***** QUOTED TEXT *****

If you’ve heard about cryptocurrency, then you’ve probably heard about crypto scams. Decentralized technologies are reshaping the financial landscape. Unfortunately, the rapid innovation, still-evolving regulatory structure, and complex nature of the industry is attracting plenty of digital asset fraudsters. The crypto industry is often compared to the Wild West or a gold rush.
Still, cryptocurrency itself is not a scam. Its profit potential and technological loopholes may attract those with malicious intent, but there are plenty of legit opportunities to be found. Staying informed about crypto scams is a great way to protect yourself against crypto con games.
A cryptocurrency scam is a fraudulent scheme that’s designed to deceive you (an individual investor or an organization) into parting with your digital assets. Crypto scams can take myriad forms and often play on emotions like fear or greed.
Cryptocurrency scams are somewhat unique because of the emerging nature of the industry. Blockchain technology is so new and complex that many people don’t understand it well enough to protect themselves from scammers. Furthermore, blockchain transactions are perceived as anonymous, making crypto even more attractive to those with criminal intent.
The same things that make crypto so alluring, with so much real-world potential, are the sources of its greatest risks:
Cryptocurrency scams can occur in many different forms. Knowing all the ways that digital asset theft can happen is a great way to reduce your risk of becoming a victim. Let’s review eight common types of cons in the cryptosphere.
A fake initial coin offering (ICO) has all the trappings of a legitimate ICO but with none of the supporting technology or infrastructure. In other words, it’s like launching a coin that exists in name only.
The purpose of a real ICO is to release a new cryptocurrency to the public for the first time, with the expectation that the coin’s developers will use the proceeds to support the cryptocurrency network. A fake ICO ends with the developers vanishing with the ICO proceeds, revealing that the entire thing was a deception.
For example, Centra Tech was a fake ICO worth $25 million. The scammers claimed to offer a crypto debit card backed by Visa (V) and Mastercard (MA), and even received endorsements from boxing champion Floyd Mayweather and music producer DJ Khaled. The Visa and Mastercard partnerships were later revealed to be fake.
A fake wallet scam tricks users into believing they’re using a legitimate digital wallet to store their assets. The fake wallet asks users to enter their private keys—information that should never be shared, by the way—and then scammers use those private keys to steal users’ crypto holdings. Fake wallet apps may live in app stores or be promoted through phishing emails.

***** INFORMATION SHOWN *****

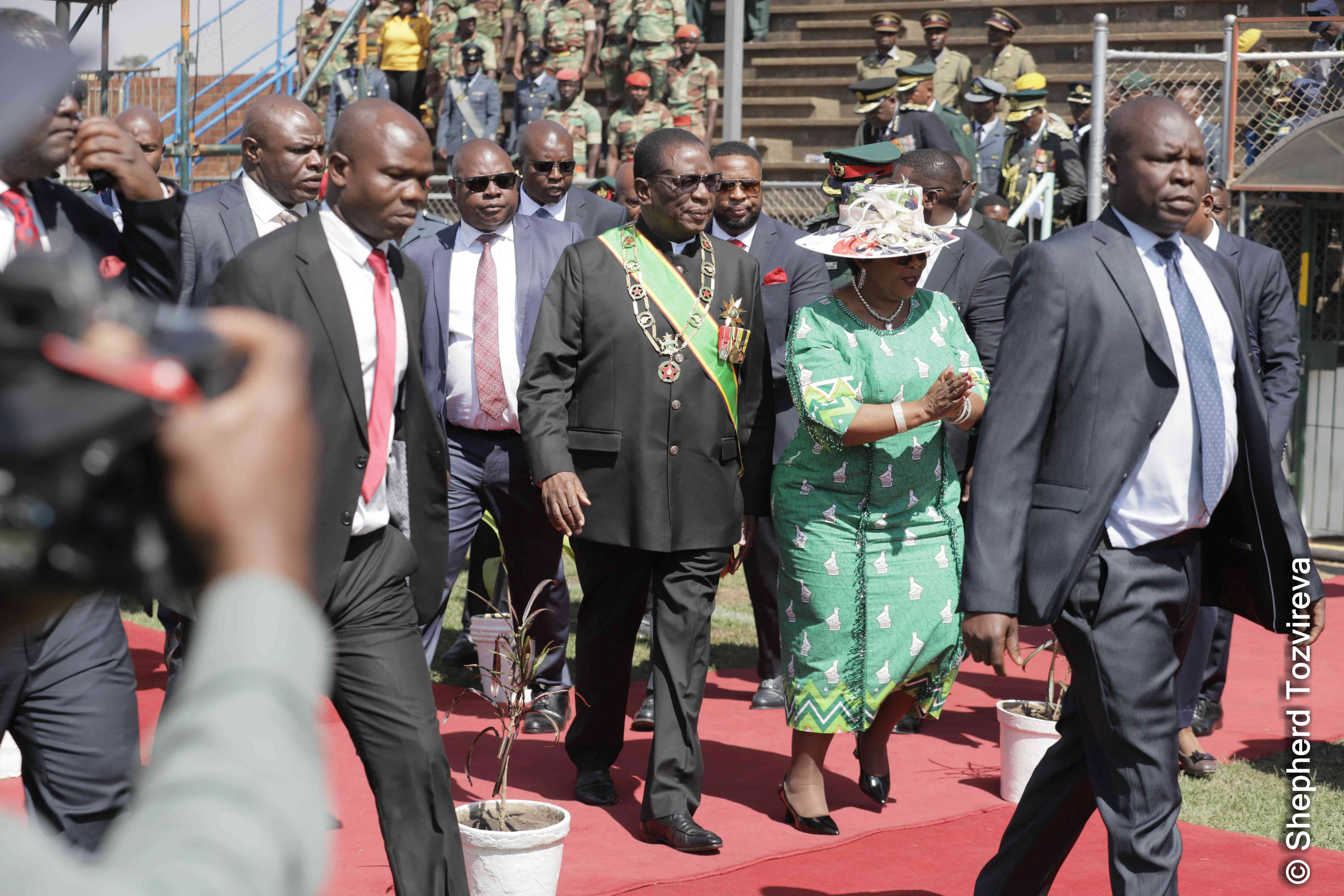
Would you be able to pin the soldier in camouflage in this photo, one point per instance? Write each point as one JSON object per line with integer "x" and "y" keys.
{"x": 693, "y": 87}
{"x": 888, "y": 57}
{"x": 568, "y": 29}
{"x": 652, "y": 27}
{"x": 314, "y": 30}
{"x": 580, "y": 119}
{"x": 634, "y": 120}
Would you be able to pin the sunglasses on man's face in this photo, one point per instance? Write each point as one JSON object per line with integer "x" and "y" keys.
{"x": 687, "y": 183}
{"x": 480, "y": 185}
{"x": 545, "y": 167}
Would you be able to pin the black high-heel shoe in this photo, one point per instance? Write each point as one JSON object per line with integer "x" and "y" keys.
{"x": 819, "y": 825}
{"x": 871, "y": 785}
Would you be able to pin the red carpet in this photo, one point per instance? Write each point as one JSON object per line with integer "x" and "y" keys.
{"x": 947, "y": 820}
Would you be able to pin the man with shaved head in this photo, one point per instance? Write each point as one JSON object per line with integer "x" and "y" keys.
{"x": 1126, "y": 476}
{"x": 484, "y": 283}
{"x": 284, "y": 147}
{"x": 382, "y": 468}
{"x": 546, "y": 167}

*****

* [REQUIRED WORK]
(1) According to the text on cryptocurrency scams, how much was the Centra Tech fake ICO worth?
(2) Carry the text on cryptocurrency scams forward from its final sentence.

* [SET OF ANSWERS]
(1) $25 million.

(2)
A fake version of the Trezor digital wallet in the Google Play store impacted many users. Trezor is a well-known producer of hardware wallets, and the fake wallet was convincingly designed to seem like Trezor’s mobile app.
A crypto Ponzi scheme is one that offers high returns by using capital infusions from new investors to pay the promised gains. Just like traditional Ponzi schemes, crypto Ponzi schemes deceive investors into believing that legitimate activities are fueling investment returns.
Bitconnect is an example of a crypto Ponzi scheme. The fraudulent platform promised returns on Bitcoin of up to 40% per month, requiring investors to exchange their Bitcoin for the platform’s own coins. The platform was revealed as a Ponzi scheme when it failed to continue operating.
A social engineering attack manipulates people into divulging confidential information or performing actions that can give a scammer access to your crypto. Phishing for sensitive information—such as usernames, passwords, or your private keys—by pretending to be trustworthy is a type of social engineering attack.
Phishing attacks that target crypto holders may take the form of fake emails, messages, or websites. Misspelled URLs are another entry point for scammers. For example, the crypto exchange platform Bittrex.com was maliciously cloned by scammers, who simply targeted anyone who visited “Bilttrex.com” by mistake.
A scammer using a pump-and-dump scheme leverages various tactics to artificially inflate (or “pump”) the price of a digital asset. With the price inflated, the scammer immediately sells (“dumps”) their tokens into the open market. The rapid increase in the token supply causes its price to fall precipitously, but not before the scammer collects a profit.
Scammers can cause a low-value token’s price to increase by making false or misleading statements and simultaneously buying massive quantities of the token. GIZMOcoin is an example of an early pump-and-dump scheme that used this combination of tactics.
Providing cloud mining services—otherwise known as mining-as-a-service—is a legitimate business, but some cloud mining companies are fraudulent. A company may claim to offer cloud mining services, perhaps with the promise of attractively high returns, in exchange for an up-front payment. The promised returns may never materialize, as the company owns no mining equipment.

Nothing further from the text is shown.